> _WHAT IS REQUIRED_
Update the rows starting at the line that contains "Pin the utility" and ending at the end of the rows by replacing "instance" with "occurrence" and leaving everything else unchanged. Leave the pictures out of your answer.

> _Point-based annotation data_
* begin *
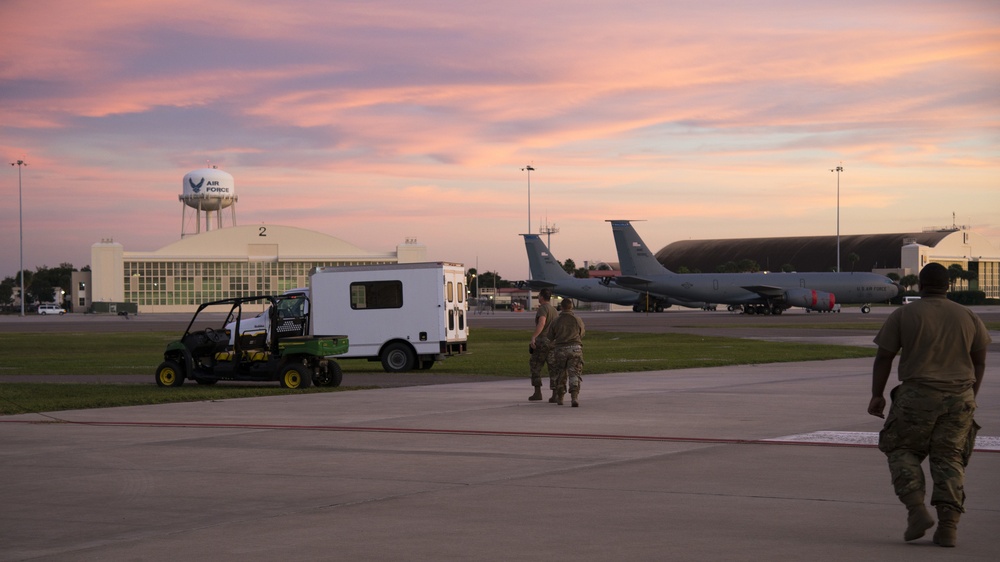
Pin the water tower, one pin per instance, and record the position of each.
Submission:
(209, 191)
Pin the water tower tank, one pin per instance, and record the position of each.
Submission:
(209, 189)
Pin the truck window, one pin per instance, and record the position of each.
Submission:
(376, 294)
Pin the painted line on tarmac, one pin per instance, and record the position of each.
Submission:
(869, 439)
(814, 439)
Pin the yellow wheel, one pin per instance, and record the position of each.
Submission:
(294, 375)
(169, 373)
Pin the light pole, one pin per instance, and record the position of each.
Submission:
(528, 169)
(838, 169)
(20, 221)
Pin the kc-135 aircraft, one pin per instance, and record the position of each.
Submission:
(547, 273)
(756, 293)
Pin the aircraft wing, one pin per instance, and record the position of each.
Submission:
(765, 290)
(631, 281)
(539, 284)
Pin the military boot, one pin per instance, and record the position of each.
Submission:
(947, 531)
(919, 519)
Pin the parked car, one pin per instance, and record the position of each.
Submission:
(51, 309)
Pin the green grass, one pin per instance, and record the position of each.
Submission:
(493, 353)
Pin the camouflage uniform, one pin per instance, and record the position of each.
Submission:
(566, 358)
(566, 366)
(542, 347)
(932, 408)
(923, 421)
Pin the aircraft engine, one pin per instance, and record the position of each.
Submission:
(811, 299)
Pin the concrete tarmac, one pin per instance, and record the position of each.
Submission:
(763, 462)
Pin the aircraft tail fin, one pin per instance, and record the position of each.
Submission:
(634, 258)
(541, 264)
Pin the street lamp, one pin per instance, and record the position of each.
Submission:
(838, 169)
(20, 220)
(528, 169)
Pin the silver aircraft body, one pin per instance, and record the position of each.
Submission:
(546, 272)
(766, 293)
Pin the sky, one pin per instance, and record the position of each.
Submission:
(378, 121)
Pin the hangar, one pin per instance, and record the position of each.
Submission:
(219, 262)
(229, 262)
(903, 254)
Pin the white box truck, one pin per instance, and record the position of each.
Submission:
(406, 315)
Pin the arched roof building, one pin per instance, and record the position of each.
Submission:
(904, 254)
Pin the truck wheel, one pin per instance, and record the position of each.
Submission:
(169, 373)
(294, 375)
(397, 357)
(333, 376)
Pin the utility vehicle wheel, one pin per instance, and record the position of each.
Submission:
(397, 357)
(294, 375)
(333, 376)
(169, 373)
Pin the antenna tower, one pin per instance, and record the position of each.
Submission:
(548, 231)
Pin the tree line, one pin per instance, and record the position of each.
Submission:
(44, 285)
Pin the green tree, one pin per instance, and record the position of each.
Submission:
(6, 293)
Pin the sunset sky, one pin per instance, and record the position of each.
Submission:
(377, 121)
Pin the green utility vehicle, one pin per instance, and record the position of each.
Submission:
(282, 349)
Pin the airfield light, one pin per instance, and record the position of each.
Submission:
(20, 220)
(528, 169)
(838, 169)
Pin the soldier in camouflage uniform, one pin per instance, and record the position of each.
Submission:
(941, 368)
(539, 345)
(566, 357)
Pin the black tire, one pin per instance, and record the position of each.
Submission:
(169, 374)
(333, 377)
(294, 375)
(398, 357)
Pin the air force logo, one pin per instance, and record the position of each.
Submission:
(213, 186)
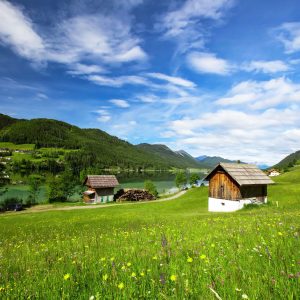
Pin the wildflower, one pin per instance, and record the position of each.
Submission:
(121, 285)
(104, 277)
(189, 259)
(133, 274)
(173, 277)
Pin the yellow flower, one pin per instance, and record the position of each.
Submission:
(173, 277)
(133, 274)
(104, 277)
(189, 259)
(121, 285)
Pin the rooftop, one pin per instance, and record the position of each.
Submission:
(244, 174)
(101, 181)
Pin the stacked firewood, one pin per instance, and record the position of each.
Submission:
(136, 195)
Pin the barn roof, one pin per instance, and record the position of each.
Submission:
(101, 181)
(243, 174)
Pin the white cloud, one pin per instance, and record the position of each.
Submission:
* end *
> _ANSWER TO THIS EXERCISE_
Pin the utility vehicle wheel, one pin per occurrence, and record the position of each.
Submission:
(397, 357)
(294, 375)
(333, 376)
(169, 373)
Pin the antenna tower, one pin per occurrence, and record the position of each.
Submission:
(548, 231)
Pin the tree line, one pin per occurrence, and record the position of each.
Submission:
(44, 285)
Pin the green tree, one pin per occurrence, and record the position of each.
Submission:
(6, 293)
Pin the sunset sky, one pin per occurrence, and record the position of each.
Submission:
(377, 121)
Pin the green utility vehicle, one pin per occurrence, and record the position of each.
Submission:
(282, 349)
Pin the airfield light, one pin per occurrence, and record the position of each.
Submission:
(20, 220)
(528, 169)
(838, 169)
Pin the soldier in camouflage uniform, one pin per occurrence, and record the position of each.
Submission:
(941, 368)
(539, 345)
(566, 357)
Pin the black tire, one pin per occurrence, and record the position of each.
Submission:
(169, 374)
(333, 377)
(294, 375)
(398, 357)
Pin the air force logo, one pin per occurrence, and record the position of each.
Submission:
(213, 186)
Pin the wildflower, one pin per occurrence, and record the position of each.
Submission:
(121, 285)
(104, 277)
(189, 259)
(133, 274)
(173, 277)
Pin the yellow flower, one pin per occurrence, and record the position of each.
Submission:
(173, 277)
(133, 274)
(104, 277)
(189, 259)
(121, 285)
Pin the rooftop, one pin per occurrence, and record the position of each.
Submission:
(244, 174)
(101, 181)
Pin the stacked firewood, one pin per occurrence, and record the position of each.
Submission:
(136, 195)
Pin the barn roof, one pin per occurrence, and record the position of each.
Submission:
(101, 181)
(243, 174)
Pin the white cloud, one pin per occurrence, and record the position of each.
Submission:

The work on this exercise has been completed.